** WHAT IS REQUIRED **
Look through the material below and report every line that includes "headlight".

═════ RECORDS ═════

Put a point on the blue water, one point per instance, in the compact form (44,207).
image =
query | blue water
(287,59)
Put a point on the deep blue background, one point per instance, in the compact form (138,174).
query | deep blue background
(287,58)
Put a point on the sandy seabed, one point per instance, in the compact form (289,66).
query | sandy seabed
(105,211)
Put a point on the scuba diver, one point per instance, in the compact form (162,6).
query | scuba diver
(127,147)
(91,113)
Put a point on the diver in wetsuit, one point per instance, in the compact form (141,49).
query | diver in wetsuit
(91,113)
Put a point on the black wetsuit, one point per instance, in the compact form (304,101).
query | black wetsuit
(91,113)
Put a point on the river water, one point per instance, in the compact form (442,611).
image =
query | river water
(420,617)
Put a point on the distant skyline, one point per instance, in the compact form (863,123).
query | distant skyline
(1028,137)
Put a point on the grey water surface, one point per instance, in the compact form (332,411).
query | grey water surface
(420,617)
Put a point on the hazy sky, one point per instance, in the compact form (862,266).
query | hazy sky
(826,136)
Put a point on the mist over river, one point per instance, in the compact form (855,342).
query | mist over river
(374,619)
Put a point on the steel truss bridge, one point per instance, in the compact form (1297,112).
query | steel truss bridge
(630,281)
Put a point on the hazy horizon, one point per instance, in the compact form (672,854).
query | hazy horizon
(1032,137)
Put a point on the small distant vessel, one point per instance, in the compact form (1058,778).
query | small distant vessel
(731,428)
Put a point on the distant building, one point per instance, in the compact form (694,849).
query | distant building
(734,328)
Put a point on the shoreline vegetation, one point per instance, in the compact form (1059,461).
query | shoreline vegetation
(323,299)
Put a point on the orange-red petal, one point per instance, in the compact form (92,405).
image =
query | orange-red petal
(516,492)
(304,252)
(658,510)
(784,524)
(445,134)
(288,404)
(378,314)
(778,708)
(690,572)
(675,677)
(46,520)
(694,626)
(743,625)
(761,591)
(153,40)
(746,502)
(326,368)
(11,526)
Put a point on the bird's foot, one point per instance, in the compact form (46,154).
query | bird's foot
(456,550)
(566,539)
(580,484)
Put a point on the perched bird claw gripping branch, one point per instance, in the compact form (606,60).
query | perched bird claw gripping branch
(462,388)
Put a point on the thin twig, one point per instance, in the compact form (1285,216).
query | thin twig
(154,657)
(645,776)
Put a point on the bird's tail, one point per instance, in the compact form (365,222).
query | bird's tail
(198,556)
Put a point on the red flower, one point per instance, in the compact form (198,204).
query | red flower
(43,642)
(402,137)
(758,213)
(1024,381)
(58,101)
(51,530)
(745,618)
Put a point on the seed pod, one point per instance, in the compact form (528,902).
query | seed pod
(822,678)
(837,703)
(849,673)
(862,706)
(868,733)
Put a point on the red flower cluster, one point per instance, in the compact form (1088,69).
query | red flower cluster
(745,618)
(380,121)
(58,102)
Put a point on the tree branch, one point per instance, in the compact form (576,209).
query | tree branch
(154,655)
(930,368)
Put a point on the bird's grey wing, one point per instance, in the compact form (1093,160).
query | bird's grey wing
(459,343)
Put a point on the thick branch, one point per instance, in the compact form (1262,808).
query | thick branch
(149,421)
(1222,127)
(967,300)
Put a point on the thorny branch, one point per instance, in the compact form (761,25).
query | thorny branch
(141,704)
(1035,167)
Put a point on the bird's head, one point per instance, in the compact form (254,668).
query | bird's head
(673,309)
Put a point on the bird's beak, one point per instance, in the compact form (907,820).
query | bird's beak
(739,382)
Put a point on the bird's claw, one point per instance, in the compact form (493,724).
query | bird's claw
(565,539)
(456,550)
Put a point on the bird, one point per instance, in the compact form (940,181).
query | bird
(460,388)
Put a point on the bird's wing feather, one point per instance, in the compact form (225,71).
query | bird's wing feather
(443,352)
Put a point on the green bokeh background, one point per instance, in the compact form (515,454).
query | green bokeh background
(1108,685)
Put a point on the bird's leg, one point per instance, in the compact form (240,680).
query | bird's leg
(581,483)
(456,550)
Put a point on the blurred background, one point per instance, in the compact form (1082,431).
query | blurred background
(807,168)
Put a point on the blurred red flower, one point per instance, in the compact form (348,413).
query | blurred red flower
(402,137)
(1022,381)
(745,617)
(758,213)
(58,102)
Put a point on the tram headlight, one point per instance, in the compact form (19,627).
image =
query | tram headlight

═════

** WRITTEN REPLY **
Put a point on the tram headlight, one point per instance, in the compact form (19,627).
query | tram headlight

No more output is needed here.